§ WRITTEN INSTRUCTION: Keep the images out and copy every entry below exactly.

Rows from a dataset
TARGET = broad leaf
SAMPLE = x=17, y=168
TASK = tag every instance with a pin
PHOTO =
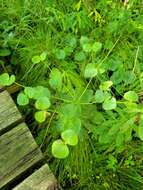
x=131, y=96
x=36, y=59
x=43, y=56
x=60, y=54
x=70, y=137
x=60, y=149
x=80, y=56
x=41, y=91
x=106, y=85
x=42, y=103
x=22, y=99
x=109, y=104
x=4, y=79
x=29, y=91
x=40, y=116
x=99, y=96
x=55, y=79
x=90, y=71
x=96, y=47
x=11, y=80
x=4, y=52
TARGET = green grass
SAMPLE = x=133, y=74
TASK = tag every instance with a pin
x=109, y=152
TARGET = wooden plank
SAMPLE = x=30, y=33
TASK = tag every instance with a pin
x=41, y=179
x=18, y=153
x=9, y=113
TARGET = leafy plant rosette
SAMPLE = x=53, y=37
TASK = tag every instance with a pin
x=69, y=121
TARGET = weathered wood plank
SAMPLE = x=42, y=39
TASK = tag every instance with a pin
x=9, y=113
x=41, y=179
x=18, y=153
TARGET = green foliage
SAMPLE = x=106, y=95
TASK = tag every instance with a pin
x=6, y=80
x=90, y=71
x=42, y=103
x=131, y=96
x=79, y=64
x=60, y=149
x=40, y=116
x=55, y=79
x=109, y=104
x=22, y=99
x=70, y=137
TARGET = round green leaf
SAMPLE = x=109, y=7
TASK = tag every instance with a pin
x=140, y=132
x=42, y=103
x=109, y=104
x=90, y=71
x=40, y=116
x=11, y=79
x=131, y=96
x=36, y=59
x=96, y=47
x=29, y=91
x=22, y=99
x=70, y=137
x=99, y=96
x=60, y=54
x=4, y=52
x=40, y=91
x=84, y=40
x=43, y=56
x=80, y=56
x=60, y=149
x=87, y=47
x=4, y=79
x=55, y=79
x=106, y=85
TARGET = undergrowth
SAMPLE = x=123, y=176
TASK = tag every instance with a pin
x=79, y=67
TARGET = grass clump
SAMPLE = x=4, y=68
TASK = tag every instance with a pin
x=79, y=64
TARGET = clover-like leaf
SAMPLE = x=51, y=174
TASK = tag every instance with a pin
x=60, y=54
x=22, y=99
x=90, y=71
x=140, y=132
x=55, y=79
x=109, y=104
x=80, y=56
x=42, y=103
x=131, y=96
x=40, y=116
x=84, y=40
x=4, y=79
x=11, y=79
x=70, y=137
x=87, y=47
x=36, y=59
x=4, y=52
x=60, y=149
x=99, y=96
x=106, y=85
x=43, y=56
x=29, y=91
x=96, y=47
x=40, y=91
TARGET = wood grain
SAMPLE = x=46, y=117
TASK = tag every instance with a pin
x=9, y=113
x=41, y=179
x=18, y=152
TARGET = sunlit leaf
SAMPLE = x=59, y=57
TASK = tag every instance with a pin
x=60, y=149
x=70, y=137
x=22, y=99
x=131, y=96
x=40, y=116
x=42, y=103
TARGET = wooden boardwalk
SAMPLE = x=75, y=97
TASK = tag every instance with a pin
x=22, y=166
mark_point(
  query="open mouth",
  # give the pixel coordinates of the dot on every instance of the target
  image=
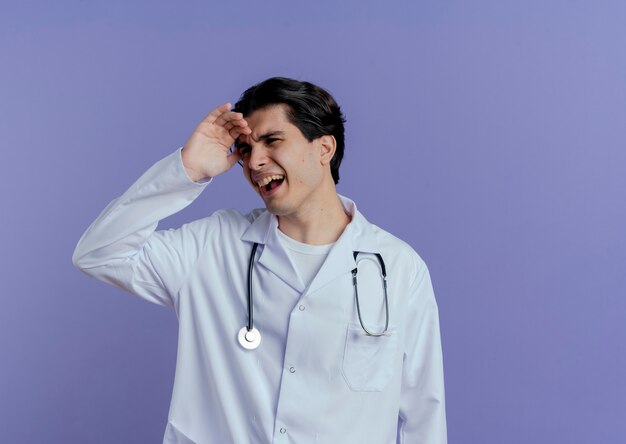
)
(269, 184)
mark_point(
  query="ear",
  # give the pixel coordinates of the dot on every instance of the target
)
(327, 146)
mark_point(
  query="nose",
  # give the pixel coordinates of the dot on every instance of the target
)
(258, 157)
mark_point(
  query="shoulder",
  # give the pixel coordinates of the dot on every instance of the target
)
(400, 257)
(227, 219)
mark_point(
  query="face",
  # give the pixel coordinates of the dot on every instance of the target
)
(282, 166)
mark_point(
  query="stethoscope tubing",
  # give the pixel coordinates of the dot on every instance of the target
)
(253, 343)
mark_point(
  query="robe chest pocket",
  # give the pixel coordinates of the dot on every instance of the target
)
(369, 361)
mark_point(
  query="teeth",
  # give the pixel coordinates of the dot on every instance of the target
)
(268, 179)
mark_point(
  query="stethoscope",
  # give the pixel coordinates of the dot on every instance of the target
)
(250, 338)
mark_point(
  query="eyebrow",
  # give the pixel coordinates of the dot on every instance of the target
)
(261, 138)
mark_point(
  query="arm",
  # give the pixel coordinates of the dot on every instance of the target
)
(121, 246)
(422, 417)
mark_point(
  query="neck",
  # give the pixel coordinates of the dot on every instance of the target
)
(319, 225)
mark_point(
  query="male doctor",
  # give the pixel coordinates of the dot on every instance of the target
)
(337, 339)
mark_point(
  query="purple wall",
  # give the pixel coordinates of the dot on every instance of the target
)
(490, 135)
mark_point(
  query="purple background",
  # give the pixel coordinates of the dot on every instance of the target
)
(490, 135)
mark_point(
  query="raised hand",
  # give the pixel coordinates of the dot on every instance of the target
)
(206, 153)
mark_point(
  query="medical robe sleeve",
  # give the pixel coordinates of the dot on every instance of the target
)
(122, 248)
(422, 417)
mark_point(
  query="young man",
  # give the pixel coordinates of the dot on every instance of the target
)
(298, 323)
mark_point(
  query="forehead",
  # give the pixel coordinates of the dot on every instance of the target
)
(272, 118)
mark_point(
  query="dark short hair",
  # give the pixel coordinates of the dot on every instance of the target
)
(310, 108)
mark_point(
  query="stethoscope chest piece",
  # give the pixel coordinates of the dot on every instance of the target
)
(249, 339)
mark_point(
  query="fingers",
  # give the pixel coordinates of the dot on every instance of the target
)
(213, 115)
(233, 158)
(230, 119)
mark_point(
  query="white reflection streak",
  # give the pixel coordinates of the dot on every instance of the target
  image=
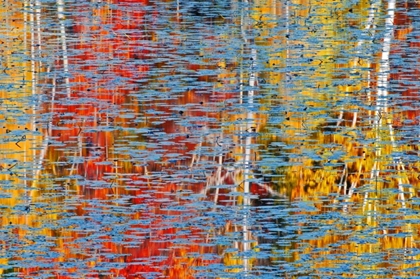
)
(61, 18)
(33, 78)
(382, 95)
(247, 158)
(369, 26)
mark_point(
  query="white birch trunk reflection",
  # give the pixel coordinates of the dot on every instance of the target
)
(63, 36)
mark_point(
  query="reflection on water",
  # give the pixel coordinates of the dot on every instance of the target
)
(209, 139)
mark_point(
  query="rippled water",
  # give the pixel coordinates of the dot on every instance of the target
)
(209, 139)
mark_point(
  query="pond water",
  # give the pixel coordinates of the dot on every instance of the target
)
(209, 139)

§ RESPONSE:
TARGET = broad leaf
SAMPLE = x=17, y=168
TASK = tag every instance with a pin
PHOTO =
x=131, y=96
x=36, y=59
x=43, y=56
x=60, y=54
x=70, y=137
x=60, y=149
x=80, y=56
x=41, y=91
x=106, y=85
x=42, y=103
x=22, y=99
x=109, y=104
x=4, y=79
x=29, y=91
x=40, y=116
x=99, y=96
x=55, y=79
x=90, y=71
x=96, y=47
x=11, y=80
x=4, y=52
TARGET = green grass
SAMPLE = x=133, y=74
TASK = tag every instance with a pin
x=109, y=152
TARGET = wooden plank
SAMPLE = x=30, y=33
TASK = tag every instance with a pin
x=41, y=179
x=18, y=153
x=9, y=113
TARGET = leafy plant rosette
SAMPLE = x=53, y=37
TASK = tag every instance with a pin
x=69, y=121
TARGET = weathered wood plank
SAMPLE = x=42, y=39
TASK = tag every instance with a pin
x=9, y=113
x=41, y=179
x=18, y=153
TARGET = green foliage
SAMPLE = x=106, y=95
TASK = tag every instance with a pin
x=6, y=80
x=90, y=71
x=42, y=103
x=131, y=96
x=79, y=64
x=60, y=149
x=40, y=116
x=55, y=79
x=109, y=104
x=22, y=99
x=70, y=137
TARGET = round green leaf
SAMPLE = x=109, y=7
TASK = tag every instance with a pin
x=140, y=132
x=42, y=103
x=109, y=104
x=90, y=71
x=40, y=116
x=11, y=79
x=131, y=96
x=36, y=59
x=96, y=47
x=29, y=91
x=22, y=99
x=70, y=137
x=99, y=96
x=60, y=54
x=4, y=52
x=40, y=91
x=84, y=40
x=43, y=56
x=80, y=56
x=60, y=149
x=87, y=47
x=4, y=79
x=55, y=79
x=106, y=85
TARGET = undergrowth
SAMPLE = x=123, y=176
TASK = tag every instance with a pin
x=79, y=67
TARGET = grass clump
SAMPLE = x=4, y=68
TASK = tag every instance with a pin
x=79, y=64
TARGET = clover-like leaf
SAMPLE = x=51, y=174
TASK = tag every instance with a pin
x=60, y=54
x=22, y=99
x=90, y=71
x=140, y=132
x=55, y=79
x=109, y=104
x=80, y=56
x=42, y=103
x=131, y=96
x=40, y=116
x=84, y=40
x=4, y=79
x=11, y=79
x=70, y=137
x=87, y=47
x=36, y=59
x=4, y=52
x=60, y=149
x=99, y=96
x=106, y=85
x=43, y=56
x=29, y=91
x=96, y=47
x=40, y=91
TARGET = wood grain
SAMPLE = x=46, y=117
TASK = tag every instance with a pin
x=9, y=113
x=41, y=179
x=18, y=152
TARGET = sunlit leaf
SAMPLE = x=59, y=57
TASK = tag every instance with a pin
x=60, y=149
x=70, y=137
x=22, y=99
x=131, y=96
x=40, y=116
x=42, y=103
TARGET = wooden boardwalk
SAMPLE = x=75, y=97
TASK = tag every instance with a pin
x=22, y=166
mark_point(
  query="open mouth",
  # give the pixel coordinates of the dot on every instance of the target
  image=
)
(269, 184)
mark_point(
  query="ear",
  # give the pixel coordinates of the dot on every instance of the target
)
(327, 146)
mark_point(
  query="nose",
  # give the pixel coordinates of the dot on every instance of the target
)
(258, 157)
mark_point(
  query="shoulder",
  # give the pixel coordinates of the dot on every instance of the target
)
(400, 257)
(227, 219)
mark_point(
  query="face",
  # give the pixel coordinates of the dot on every instance of the target
)
(282, 166)
mark_point(
  query="stethoscope tubing",
  # give the pixel coordinates of the dot on every instance of the target
)
(253, 343)
mark_point(
  query="robe chest pocket",
  # give the pixel coordinates of the dot on every instance of the target
)
(369, 361)
mark_point(
  query="teeth",
  # give the pixel coordinates of the dot on every instance of the target
)
(268, 179)
mark_point(
  query="stethoscope",
  # give the pixel coordinates of the dot on every instance of the target
)
(250, 338)
mark_point(
  query="eyebrow",
  # give the pixel coordinates of the dot on every instance of the target
)
(261, 138)
mark_point(
  query="arm",
  # give the pixel coordinates of the dot on every instance of the target
)
(121, 246)
(422, 417)
mark_point(
  query="neck",
  # give the pixel coordinates of the dot on every instance of the target
)
(319, 225)
mark_point(
  query="male doctor",
  # give the pixel coordinates of the dot on every instance of the target
)
(337, 339)
mark_point(
  query="purple wall",
  # give the pixel coordinates of the dot on every instance of the target
)
(490, 135)
mark_point(
  query="purple background",
  # give the pixel coordinates of the dot on every instance of the target
)
(490, 135)
mark_point(
  query="raised hand",
  # give the pixel coordinates of the dot on every instance of the target
)
(206, 153)
mark_point(
  query="medical robe sleeve",
  # give the pixel coordinates of the dot on every instance of the target
)
(122, 248)
(422, 417)
mark_point(
  query="young man",
  # give the pixel coordinates of the dot on every instance of the target
)
(298, 323)
mark_point(
  query="forehead",
  # give the pixel coordinates of the dot on every instance of the target
)
(272, 118)
mark_point(
  query="dark short hair",
  # give the pixel coordinates of the dot on every instance of the target
)
(310, 108)
mark_point(
  query="stethoscope chest piece",
  # give the pixel coordinates of the dot on every instance of the target
)
(249, 339)
mark_point(
  query="fingers",
  # give the pixel coordinates of the dot on every instance of the target
)
(213, 115)
(233, 158)
(230, 119)
mark_point(
  query="white reflection streak",
  # give the pixel coordinates of the dot on every instance of the target
  image=
)
(61, 18)
(33, 78)
(382, 95)
(247, 158)
(369, 26)
mark_point(
  query="white birch trunk reflection",
  # give the pixel coordinates of the dot on every instance of the target
)
(63, 36)
mark_point(
  query="reflection on water",
  # give the pixel coordinates of the dot on every instance of the target
)
(209, 139)
mark_point(
  query="rippled water",
  # give the pixel coordinates of the dot on every instance of the target
)
(209, 139)
mark_point(
  query="pond water",
  # give the pixel coordinates of the dot on every instance of the target
)
(209, 139)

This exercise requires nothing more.